- [DOCUMENT EXTRACT]
— start —
Continuous Profiling: Where Have All the Cycles Gone?
5. Profiling Performance

Performance is critical to the success of a profiling system intended to run continuously on production systems. The system must collect many thousands of samples per second yet incur sufficiently low overhead that its benefits outweigh its costs. In this section we summarize the results of experiments designed to measure the performance of our system and to explore tradeoffs in its design.

We evaluated our profiling system's performance under three different configurations: cycles, in which the system monitors only cycles, default, in which the system monitors both cycles and instruction-cache misses, and mux, in which the system monitors cycles with one performance counter and uses multiplexing to monitor instruction-cache misses, data-cache misses, and branch mispredictions with another counter. Table 2 shows the workloads used, their average running times (from a minimum of 10 runs, shown with 95%-confidence intervals) in the base configuration without our system, and the machines on which they ran.

Workload	Mean base runtime (secs)	Platform	Description
Uniprocessor Workloads
SPECint95	13226 ± 258	333 MHz ALPHASTATION 500	The SPEC benchmark suite compiled using both the BASE and PEAK compilation flags and run with the runspec driver[SPEC95].
— end —
[Object outline annotations]
— start —
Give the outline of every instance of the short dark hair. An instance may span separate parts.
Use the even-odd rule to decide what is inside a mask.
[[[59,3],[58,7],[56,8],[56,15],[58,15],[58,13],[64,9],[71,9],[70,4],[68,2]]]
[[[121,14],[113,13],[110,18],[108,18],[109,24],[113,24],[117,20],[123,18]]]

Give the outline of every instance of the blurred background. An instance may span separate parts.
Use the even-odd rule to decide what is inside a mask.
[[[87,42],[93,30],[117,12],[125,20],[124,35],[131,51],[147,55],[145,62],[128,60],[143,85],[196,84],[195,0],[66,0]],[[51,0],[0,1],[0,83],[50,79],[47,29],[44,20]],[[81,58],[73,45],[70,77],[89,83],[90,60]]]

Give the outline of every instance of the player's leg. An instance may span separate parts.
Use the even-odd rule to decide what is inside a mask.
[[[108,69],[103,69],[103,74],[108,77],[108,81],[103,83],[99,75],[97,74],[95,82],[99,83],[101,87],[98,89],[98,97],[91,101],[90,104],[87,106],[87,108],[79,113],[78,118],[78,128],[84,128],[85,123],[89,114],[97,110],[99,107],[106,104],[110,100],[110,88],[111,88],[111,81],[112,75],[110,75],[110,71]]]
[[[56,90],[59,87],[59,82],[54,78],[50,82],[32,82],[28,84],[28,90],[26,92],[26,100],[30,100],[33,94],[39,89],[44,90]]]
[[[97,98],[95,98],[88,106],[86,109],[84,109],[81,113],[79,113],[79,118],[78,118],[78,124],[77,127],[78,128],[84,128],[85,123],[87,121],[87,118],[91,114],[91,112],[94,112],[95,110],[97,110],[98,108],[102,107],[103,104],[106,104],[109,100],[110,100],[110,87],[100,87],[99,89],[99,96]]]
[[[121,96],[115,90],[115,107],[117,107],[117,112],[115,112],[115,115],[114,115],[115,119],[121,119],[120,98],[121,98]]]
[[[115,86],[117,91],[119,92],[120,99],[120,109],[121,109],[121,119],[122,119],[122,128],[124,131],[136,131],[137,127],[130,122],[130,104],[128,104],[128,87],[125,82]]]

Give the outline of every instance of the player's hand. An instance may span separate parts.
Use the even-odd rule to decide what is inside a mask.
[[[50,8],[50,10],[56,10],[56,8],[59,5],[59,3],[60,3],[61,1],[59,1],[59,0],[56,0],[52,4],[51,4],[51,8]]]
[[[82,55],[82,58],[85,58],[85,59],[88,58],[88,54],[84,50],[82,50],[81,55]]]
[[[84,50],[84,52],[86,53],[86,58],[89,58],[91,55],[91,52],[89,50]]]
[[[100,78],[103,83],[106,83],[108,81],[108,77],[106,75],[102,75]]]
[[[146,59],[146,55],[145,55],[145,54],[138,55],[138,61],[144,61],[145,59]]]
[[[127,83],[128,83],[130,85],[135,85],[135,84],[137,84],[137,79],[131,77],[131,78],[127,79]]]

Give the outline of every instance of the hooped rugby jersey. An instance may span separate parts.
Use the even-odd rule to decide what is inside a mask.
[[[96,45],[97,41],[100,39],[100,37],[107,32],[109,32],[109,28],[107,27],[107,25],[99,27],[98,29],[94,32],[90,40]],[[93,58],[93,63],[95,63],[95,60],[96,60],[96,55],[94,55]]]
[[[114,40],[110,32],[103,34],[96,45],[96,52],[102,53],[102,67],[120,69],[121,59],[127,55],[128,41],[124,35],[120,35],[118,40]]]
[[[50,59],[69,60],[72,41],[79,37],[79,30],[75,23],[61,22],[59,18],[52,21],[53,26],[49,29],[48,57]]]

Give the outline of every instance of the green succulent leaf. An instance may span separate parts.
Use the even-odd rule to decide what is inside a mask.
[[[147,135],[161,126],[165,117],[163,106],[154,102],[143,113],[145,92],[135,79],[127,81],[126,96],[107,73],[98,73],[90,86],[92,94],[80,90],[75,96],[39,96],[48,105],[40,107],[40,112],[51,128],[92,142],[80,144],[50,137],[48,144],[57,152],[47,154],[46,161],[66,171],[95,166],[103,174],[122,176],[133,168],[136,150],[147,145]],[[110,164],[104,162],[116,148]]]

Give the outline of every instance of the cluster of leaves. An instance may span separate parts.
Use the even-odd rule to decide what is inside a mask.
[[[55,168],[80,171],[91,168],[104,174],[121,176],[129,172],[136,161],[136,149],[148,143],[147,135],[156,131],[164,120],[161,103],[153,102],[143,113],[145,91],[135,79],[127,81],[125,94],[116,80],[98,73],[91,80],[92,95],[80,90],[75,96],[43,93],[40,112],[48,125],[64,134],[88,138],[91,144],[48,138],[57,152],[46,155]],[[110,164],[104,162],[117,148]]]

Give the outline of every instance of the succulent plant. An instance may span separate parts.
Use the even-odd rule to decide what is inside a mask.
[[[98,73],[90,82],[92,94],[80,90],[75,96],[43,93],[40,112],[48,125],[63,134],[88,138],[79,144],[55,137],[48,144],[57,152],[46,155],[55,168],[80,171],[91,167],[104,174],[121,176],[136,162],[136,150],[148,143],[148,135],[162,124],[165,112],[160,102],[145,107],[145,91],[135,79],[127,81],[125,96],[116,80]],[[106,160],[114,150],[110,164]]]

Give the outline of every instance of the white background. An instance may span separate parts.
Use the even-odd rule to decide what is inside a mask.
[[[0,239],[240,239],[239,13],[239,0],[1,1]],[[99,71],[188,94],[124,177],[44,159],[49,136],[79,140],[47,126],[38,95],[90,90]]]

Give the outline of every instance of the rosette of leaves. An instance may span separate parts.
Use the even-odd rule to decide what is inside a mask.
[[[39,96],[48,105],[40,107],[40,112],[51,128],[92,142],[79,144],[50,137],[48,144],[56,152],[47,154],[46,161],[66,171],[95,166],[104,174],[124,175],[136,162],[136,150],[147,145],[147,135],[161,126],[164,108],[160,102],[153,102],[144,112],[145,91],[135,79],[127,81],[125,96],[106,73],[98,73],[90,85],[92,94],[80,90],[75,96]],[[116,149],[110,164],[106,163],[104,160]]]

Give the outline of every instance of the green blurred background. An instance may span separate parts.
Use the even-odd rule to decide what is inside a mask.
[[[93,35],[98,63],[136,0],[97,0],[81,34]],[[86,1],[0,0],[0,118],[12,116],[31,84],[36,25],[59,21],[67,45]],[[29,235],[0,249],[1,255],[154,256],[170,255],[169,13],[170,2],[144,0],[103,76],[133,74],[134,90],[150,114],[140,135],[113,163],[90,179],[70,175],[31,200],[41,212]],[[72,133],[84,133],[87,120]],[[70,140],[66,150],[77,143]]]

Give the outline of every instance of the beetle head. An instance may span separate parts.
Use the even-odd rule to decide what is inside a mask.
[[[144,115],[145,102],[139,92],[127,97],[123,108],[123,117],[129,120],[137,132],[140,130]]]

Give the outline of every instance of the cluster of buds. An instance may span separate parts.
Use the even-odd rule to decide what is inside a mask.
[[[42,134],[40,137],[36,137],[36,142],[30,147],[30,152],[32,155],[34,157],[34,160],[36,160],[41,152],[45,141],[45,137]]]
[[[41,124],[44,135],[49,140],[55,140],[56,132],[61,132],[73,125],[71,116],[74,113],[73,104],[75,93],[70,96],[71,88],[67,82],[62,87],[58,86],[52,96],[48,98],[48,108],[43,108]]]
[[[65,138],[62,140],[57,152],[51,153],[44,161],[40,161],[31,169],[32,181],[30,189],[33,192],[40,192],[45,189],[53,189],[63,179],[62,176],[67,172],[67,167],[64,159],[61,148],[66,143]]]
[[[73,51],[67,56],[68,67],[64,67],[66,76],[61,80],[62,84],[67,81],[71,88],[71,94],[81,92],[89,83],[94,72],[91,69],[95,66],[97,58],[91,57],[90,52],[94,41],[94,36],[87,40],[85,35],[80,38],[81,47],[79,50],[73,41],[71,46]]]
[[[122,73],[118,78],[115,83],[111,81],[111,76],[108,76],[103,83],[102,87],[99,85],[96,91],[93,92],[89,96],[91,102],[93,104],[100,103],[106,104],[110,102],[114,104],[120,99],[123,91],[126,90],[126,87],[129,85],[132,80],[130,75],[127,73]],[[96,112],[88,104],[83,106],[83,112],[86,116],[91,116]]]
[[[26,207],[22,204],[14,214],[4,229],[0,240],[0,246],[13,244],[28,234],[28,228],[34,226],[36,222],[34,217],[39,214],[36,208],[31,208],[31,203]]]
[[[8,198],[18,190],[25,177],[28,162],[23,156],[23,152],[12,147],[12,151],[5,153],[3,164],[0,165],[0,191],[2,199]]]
— end —
— start —
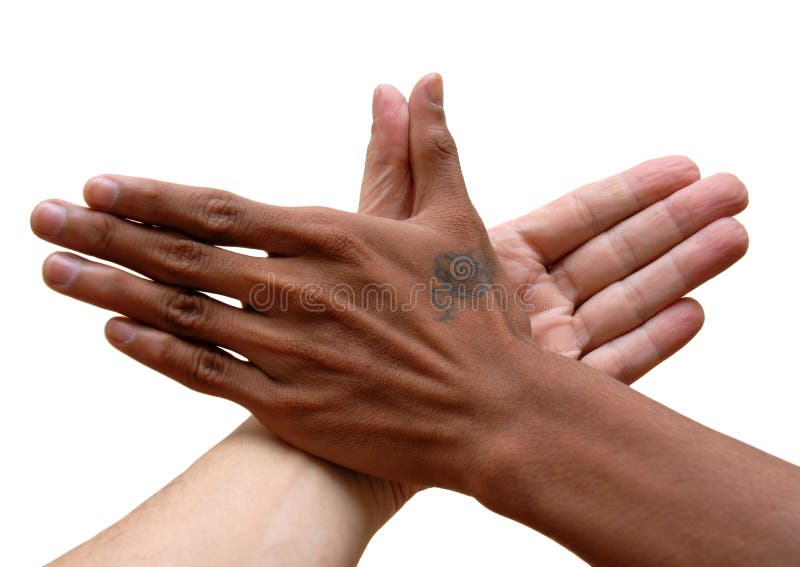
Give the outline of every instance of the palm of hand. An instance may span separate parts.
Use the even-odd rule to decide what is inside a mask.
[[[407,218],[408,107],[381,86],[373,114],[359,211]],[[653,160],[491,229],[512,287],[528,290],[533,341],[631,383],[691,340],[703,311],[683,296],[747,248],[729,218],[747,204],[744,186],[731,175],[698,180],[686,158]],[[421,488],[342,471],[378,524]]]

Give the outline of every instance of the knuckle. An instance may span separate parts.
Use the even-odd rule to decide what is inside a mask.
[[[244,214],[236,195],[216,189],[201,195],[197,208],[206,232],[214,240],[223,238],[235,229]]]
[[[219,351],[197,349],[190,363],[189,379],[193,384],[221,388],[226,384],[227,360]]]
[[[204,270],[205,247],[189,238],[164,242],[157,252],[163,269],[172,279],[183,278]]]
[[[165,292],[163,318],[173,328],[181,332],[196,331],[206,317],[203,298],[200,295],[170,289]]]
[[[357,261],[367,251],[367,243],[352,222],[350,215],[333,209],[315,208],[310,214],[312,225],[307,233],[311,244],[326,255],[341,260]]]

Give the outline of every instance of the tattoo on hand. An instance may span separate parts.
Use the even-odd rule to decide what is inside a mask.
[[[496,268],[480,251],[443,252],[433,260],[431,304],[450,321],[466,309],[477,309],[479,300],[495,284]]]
— end —
- [REQUIREMENTS]
a) Answer these questions about the continuous profiling excerpt:
(i) How many configurations were used to evaluate the profiling system's performance?
(ii) In the mux configuration, which events are monitored through multiplexing on the second counter?
(iii) On which machine was the SPECint95 workload run?
b) Extend the continuous profiling excerpt, picking up right after its final line.

- [ANSWER SET]
a)
(i) Three: cycles, default, and mux.
(ii) Instruction-cache misses, data-cache misses, and branch mispredictions.
(iii) A 333 MHz ALPHASTATION 500.

b)
SPECfp95	17238 ± 106	333 MHz ALPHASTATION 500
x11perf	N/A	333 MHz ALPHASTATION 500	Several tests from the x11perf X server performance testing program. The tests chosen are representative of CPU-bound tests[McCKAK].
McCalpin	N/A	333 MHz ALPHASTATION 500	The McCalpin STREAMS benchmark, consisting of four loops that measure memory-system bandwidth [McC95].
Multiprocessor Workloads
AltaVista	319 ± 2	300 MHz 4-CPU ALPHASERVER 4100	A trace of 28622 queries made to the 3.5 GB AltaVista news index. The system was driven so as to maintain 8 outstanding queries.
DSS	2786 ± 35	300 MHz 8-CPU ALPHASERVER 8400	A decision-support system (DSS) query based upon the TPC-D specification[TPPC].
parallel SPECfp	2777 ± 168	300 MHz 4-CPU ALPHASERVER 4100	The SPECfp95 programs, parallelized by the Stanford SUIF compiler[Hal96].
timesharing	7 days	300 MHz 4-CPU ALPHASERVER 4100	A timeshared server used for office and technical applications, running the default configuration of our system. We used this workload to gather statistics for a long-running profile session.

Table 2: Description of Workloads.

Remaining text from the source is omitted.